» **Exercise goal**: Below are some records; output exactly the lines from the line with "TARGET = blue collar on polo shirt" to the line with "TARGET = metal door frame", both ends kept, and nothing more.

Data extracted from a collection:

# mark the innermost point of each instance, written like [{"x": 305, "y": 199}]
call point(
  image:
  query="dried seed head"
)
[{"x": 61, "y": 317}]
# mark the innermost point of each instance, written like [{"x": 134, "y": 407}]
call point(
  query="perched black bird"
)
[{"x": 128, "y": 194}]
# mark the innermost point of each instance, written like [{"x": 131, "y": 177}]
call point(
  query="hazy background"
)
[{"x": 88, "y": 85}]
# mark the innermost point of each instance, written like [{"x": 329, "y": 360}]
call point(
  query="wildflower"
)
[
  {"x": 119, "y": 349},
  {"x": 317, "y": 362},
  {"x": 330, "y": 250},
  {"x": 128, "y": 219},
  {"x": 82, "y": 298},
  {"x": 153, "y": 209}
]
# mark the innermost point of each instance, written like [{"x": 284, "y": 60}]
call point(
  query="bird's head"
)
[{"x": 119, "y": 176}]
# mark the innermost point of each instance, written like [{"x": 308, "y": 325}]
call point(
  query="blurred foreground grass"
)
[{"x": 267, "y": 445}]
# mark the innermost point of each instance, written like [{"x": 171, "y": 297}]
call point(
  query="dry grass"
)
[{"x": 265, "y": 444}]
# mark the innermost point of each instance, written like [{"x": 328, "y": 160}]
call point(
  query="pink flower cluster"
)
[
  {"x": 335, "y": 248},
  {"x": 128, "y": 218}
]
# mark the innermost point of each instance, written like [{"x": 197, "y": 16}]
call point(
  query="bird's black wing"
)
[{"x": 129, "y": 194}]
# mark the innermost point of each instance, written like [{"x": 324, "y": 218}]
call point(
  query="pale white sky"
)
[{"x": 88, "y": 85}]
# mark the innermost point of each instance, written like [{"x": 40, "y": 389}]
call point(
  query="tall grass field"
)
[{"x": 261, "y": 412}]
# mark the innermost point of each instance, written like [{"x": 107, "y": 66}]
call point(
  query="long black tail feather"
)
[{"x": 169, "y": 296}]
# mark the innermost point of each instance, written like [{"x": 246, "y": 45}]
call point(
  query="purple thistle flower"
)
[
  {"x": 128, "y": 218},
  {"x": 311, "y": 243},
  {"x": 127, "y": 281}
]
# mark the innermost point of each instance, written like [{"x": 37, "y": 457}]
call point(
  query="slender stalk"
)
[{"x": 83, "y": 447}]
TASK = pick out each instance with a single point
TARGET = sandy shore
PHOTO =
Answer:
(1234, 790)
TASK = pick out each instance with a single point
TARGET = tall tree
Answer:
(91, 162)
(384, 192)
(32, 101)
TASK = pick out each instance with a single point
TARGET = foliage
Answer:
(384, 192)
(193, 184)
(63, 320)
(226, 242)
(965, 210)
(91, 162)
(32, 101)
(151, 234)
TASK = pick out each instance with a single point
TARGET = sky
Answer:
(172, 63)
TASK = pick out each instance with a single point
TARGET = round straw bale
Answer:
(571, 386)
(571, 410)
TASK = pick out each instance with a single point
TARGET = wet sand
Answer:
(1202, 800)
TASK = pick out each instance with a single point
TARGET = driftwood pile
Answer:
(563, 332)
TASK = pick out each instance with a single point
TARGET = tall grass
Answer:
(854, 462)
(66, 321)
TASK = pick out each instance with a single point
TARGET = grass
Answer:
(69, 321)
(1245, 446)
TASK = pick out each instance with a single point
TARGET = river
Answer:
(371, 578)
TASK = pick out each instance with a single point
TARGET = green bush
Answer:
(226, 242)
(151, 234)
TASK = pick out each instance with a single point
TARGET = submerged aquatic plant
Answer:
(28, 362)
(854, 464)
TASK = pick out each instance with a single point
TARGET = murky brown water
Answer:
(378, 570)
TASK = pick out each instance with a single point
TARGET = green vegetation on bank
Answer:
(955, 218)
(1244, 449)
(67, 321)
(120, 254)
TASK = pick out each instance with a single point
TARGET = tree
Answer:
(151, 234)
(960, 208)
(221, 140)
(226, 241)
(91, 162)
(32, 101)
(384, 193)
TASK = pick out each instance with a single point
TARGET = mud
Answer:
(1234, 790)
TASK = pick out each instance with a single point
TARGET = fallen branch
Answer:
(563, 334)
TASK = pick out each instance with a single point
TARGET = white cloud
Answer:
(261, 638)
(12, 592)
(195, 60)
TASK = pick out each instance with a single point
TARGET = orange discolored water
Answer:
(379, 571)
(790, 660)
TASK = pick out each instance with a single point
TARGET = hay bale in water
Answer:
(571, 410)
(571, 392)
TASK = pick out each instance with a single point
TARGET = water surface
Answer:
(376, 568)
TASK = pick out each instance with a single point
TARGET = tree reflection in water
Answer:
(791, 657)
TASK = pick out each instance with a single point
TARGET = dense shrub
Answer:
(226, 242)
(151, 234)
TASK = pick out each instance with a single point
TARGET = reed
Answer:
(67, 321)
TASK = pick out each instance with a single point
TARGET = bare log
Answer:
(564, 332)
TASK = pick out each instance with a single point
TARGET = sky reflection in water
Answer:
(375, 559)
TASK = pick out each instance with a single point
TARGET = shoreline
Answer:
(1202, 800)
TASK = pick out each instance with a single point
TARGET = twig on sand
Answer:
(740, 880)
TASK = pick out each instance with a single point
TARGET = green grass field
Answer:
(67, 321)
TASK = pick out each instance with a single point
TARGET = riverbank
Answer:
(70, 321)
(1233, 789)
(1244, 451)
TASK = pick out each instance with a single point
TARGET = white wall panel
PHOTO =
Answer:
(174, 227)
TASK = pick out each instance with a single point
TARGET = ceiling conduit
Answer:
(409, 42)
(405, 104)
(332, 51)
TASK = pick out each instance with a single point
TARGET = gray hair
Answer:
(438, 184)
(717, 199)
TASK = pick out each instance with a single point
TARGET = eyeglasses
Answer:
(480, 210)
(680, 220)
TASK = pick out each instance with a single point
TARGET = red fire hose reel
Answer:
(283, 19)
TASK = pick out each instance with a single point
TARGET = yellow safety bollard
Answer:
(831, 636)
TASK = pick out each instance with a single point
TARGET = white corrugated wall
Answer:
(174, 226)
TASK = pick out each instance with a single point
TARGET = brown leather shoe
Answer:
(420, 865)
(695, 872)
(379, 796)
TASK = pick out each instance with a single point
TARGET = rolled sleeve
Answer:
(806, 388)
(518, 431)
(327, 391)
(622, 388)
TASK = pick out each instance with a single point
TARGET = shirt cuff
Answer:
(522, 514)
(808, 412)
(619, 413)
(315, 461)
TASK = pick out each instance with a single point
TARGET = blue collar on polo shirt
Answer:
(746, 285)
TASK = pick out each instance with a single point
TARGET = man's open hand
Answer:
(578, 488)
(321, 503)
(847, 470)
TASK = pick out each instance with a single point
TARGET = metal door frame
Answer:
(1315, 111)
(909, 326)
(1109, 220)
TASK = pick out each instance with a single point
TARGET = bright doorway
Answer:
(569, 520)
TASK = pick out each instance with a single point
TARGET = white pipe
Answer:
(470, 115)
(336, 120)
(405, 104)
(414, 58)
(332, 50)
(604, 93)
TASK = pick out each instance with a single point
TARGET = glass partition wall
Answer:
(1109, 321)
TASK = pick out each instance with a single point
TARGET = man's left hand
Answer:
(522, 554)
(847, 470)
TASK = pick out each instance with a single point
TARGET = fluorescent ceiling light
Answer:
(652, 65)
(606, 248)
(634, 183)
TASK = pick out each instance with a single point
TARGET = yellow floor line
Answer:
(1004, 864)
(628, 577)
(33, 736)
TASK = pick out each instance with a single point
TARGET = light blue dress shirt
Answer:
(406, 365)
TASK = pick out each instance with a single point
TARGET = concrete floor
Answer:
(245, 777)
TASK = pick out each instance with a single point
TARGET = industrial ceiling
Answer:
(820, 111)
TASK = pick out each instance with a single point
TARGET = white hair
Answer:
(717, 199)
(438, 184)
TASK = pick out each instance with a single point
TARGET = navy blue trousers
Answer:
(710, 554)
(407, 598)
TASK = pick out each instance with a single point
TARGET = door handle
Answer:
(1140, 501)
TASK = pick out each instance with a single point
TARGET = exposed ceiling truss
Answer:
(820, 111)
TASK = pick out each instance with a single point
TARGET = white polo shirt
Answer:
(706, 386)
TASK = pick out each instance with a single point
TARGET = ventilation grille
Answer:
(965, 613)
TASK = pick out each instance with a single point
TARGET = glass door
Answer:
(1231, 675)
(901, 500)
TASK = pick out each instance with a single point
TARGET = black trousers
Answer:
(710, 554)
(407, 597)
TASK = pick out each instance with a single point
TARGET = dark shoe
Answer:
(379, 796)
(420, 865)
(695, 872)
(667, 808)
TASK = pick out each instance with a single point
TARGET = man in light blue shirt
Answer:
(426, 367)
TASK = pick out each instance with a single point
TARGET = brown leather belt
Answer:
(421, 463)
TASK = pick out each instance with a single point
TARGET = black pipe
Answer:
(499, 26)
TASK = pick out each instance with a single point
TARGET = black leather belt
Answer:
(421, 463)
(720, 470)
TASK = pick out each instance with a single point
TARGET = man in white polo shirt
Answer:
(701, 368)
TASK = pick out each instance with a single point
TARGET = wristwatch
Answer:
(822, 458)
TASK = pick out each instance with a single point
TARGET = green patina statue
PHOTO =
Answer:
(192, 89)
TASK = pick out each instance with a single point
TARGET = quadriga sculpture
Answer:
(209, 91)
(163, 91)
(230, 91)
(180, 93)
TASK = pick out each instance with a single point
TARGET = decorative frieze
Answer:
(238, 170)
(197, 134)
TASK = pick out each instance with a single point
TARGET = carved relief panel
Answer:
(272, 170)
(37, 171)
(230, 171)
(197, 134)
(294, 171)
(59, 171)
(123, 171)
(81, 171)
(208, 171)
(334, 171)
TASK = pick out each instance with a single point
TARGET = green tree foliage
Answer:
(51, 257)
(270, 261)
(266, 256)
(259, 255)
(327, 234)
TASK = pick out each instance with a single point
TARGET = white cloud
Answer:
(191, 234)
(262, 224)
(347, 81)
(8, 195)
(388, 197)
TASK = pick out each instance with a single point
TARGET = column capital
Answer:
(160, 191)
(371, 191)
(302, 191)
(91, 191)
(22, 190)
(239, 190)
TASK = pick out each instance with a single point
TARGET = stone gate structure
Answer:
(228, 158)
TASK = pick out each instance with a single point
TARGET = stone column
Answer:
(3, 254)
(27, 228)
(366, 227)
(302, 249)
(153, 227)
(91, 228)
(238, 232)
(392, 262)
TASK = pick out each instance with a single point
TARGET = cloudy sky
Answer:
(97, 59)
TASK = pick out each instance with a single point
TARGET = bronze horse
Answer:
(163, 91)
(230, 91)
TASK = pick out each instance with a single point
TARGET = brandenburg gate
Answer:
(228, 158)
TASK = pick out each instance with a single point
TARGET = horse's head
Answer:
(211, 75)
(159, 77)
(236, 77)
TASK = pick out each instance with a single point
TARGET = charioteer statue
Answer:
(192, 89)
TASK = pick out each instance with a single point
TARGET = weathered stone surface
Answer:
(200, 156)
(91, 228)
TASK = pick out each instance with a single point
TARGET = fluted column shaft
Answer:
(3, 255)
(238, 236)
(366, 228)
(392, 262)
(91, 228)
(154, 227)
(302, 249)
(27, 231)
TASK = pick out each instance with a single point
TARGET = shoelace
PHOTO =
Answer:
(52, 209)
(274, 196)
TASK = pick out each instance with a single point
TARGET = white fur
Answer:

» **Response to this exercise**:
TARGET = blue collar on polo shirt
Answer:
(746, 285)
TASK = pick out each instance with a single point
TARGET = man's open hand
Answer:
(578, 488)
(321, 503)
(847, 470)
TASK = pick out each instance with a single point
TARGET = metal door frame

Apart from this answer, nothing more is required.